→ **Task description**
Nothing in the listing below should be skipped, so transcribe it all exactly.

→ **Data to examine**
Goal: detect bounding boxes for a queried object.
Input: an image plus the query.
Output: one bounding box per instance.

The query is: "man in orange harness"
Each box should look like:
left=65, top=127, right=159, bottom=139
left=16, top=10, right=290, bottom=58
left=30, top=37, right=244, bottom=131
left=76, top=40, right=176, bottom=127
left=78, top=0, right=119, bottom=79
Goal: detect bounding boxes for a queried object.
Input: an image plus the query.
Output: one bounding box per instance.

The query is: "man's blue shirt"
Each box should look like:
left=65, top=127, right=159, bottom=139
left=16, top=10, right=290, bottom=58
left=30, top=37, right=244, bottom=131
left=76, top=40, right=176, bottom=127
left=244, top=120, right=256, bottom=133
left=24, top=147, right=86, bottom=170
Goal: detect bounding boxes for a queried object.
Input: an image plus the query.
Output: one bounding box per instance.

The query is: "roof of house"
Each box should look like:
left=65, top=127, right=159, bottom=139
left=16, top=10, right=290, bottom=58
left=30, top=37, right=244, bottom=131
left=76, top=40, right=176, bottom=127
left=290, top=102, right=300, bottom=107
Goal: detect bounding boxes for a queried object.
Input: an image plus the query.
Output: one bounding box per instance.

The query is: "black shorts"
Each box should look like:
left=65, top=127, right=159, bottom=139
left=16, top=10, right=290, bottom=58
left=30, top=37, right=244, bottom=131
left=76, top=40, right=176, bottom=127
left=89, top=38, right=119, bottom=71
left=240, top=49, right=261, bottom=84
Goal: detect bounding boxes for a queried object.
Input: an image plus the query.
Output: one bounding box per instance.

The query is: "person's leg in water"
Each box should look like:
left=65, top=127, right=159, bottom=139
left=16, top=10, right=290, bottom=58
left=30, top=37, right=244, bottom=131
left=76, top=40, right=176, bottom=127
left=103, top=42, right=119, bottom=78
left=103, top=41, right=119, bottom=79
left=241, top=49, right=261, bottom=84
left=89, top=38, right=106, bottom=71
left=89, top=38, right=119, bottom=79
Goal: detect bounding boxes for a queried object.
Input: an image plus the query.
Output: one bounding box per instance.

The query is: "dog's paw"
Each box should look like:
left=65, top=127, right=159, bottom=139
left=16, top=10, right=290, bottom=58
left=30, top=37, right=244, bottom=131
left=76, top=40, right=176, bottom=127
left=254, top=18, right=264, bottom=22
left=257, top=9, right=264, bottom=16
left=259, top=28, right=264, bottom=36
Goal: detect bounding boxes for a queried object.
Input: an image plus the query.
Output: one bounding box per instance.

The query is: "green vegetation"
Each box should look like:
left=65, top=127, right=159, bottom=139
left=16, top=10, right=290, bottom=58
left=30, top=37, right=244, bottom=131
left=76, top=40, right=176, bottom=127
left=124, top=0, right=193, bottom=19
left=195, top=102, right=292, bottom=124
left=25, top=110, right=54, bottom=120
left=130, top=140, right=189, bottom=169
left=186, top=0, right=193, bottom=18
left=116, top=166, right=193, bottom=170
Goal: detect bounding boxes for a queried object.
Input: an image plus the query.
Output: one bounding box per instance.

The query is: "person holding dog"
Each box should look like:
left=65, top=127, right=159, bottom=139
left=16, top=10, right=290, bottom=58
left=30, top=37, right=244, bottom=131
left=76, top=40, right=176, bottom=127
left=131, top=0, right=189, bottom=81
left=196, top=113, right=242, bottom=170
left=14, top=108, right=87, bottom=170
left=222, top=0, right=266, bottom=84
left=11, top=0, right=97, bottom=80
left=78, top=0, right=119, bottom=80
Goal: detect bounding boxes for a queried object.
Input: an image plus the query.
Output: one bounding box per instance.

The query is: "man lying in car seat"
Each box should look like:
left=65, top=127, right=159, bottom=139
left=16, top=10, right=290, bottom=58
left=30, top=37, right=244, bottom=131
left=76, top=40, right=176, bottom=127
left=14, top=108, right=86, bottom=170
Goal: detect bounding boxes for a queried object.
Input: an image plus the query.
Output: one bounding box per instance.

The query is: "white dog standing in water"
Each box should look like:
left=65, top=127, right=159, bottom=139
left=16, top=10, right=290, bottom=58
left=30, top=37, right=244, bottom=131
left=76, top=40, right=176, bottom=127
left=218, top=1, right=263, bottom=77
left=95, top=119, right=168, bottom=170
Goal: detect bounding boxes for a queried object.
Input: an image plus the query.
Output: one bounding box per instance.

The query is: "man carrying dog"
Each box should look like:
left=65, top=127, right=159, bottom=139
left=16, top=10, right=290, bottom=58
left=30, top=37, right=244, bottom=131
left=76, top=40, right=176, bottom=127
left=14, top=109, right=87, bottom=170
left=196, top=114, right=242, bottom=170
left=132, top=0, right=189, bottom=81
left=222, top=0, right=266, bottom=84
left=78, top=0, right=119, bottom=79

→ **Output of the task**
Goal: detect bounding boxes for a queried object.
Input: an image plus the query.
Output: one bounding box per instance.

The query is: "man in orange harness"
Each box should look like:
left=65, top=127, right=159, bottom=139
left=16, top=10, right=290, bottom=58
left=30, top=37, right=244, bottom=131
left=76, top=40, right=176, bottom=127
left=78, top=0, right=119, bottom=79
Goal: detect bounding boxes for a queried object.
Input: an image plus the query.
Output: one bounding box per instance.

The query is: "man's blue shirt"
Each box should look like:
left=65, top=127, right=159, bottom=139
left=16, top=10, right=290, bottom=58
left=30, top=37, right=244, bottom=131
left=76, top=40, right=176, bottom=127
left=244, top=120, right=256, bottom=133
left=24, top=147, right=86, bottom=170
Goal: detect bounding boxes for a queried object.
Input: an image plus the query.
Output: one bounding box per instance.

The query is: "roof of house"
Each box should look like:
left=65, top=127, right=159, bottom=139
left=16, top=10, right=290, bottom=58
left=30, top=37, right=244, bottom=131
left=76, top=40, right=176, bottom=127
left=290, top=102, right=300, bottom=107
Goal: detect bounding boxes for a queried object.
Input: an image plus the query.
Output: one bounding box per instance.

The query is: "black shorts"
Each box should look like:
left=65, top=127, right=159, bottom=139
left=16, top=10, right=290, bottom=58
left=30, top=37, right=244, bottom=131
left=76, top=40, right=176, bottom=127
left=89, top=38, right=119, bottom=71
left=240, top=49, right=261, bottom=84
Goal: detect bounding boxes for a queried object.
Input: an image plus the query.
Output: one bounding box per instance.

The query is: "person's leg in water"
Each box should look like:
left=65, top=127, right=159, bottom=139
left=16, top=10, right=290, bottom=58
left=30, top=37, right=244, bottom=131
left=76, top=40, right=176, bottom=127
left=103, top=42, right=119, bottom=78
left=103, top=41, right=119, bottom=79
left=241, top=49, right=261, bottom=84
left=89, top=38, right=106, bottom=71
left=89, top=38, right=119, bottom=79
Goal: detect bounding boxes for a queried object.
Input: an image plus the query.
Output: one bounding box per instance.

The query is: "dog's paw"
Each box should look like:
left=65, top=127, right=159, bottom=139
left=16, top=10, right=290, bottom=58
left=30, top=37, right=244, bottom=131
left=76, top=40, right=176, bottom=127
left=254, top=18, right=264, bottom=22
left=257, top=9, right=264, bottom=16
left=259, top=28, right=264, bottom=36
Goal: detect bounding boxes for a queried object.
Input: an image plus the query.
Output: one bounding box per instance.

The query is: "green vegetation"
Each box should look like:
left=65, top=127, right=159, bottom=139
left=16, top=10, right=290, bottom=58
left=30, top=37, right=244, bottom=131
left=76, top=40, right=176, bottom=127
left=124, top=0, right=193, bottom=19
left=195, top=102, right=292, bottom=124
left=25, top=110, right=54, bottom=120
left=130, top=140, right=189, bottom=169
left=186, top=0, right=193, bottom=18
left=116, top=166, right=193, bottom=170
Goal: detect bounding boxes for a queried object.
Input: an image plus the query.
Output: one bounding box per instance.

The query is: "person holding dog"
Each box should look like:
left=65, top=127, right=159, bottom=139
left=16, top=10, right=290, bottom=58
left=30, top=37, right=244, bottom=131
left=76, top=40, right=176, bottom=127
left=131, top=0, right=189, bottom=81
left=196, top=113, right=242, bottom=170
left=14, top=108, right=87, bottom=170
left=222, top=0, right=266, bottom=84
left=11, top=0, right=97, bottom=80
left=78, top=0, right=119, bottom=80
Goal: detect bounding boxes for a queried object.
Input: an image plus the query.
Output: one bounding box per instance.

The query is: "man lying in car seat"
Each box should look like:
left=65, top=127, right=159, bottom=139
left=16, top=10, right=290, bottom=58
left=30, top=37, right=244, bottom=131
left=76, top=40, right=176, bottom=127
left=14, top=108, right=86, bottom=170
Goal: detect bounding boxes for a queried object.
Input: an image plus the query.
Output: one bounding box per instance.

The query is: "white dog standing in water"
Each box should look like:
left=65, top=127, right=159, bottom=139
left=16, top=10, right=290, bottom=58
left=30, top=37, right=244, bottom=131
left=76, top=40, right=176, bottom=127
left=218, top=1, right=263, bottom=77
left=95, top=119, right=168, bottom=170
Goal: detect bounding boxes for a queried object.
Input: an image plus the query.
Output: one bounding box per instance.

The query is: "man carrying dog"
Each box should look like:
left=65, top=127, right=159, bottom=139
left=16, top=10, right=290, bottom=58
left=30, top=37, right=244, bottom=131
left=76, top=40, right=176, bottom=127
left=14, top=109, right=87, bottom=170
left=196, top=114, right=242, bottom=170
left=132, top=0, right=189, bottom=81
left=222, top=0, right=266, bottom=84
left=78, top=0, right=119, bottom=79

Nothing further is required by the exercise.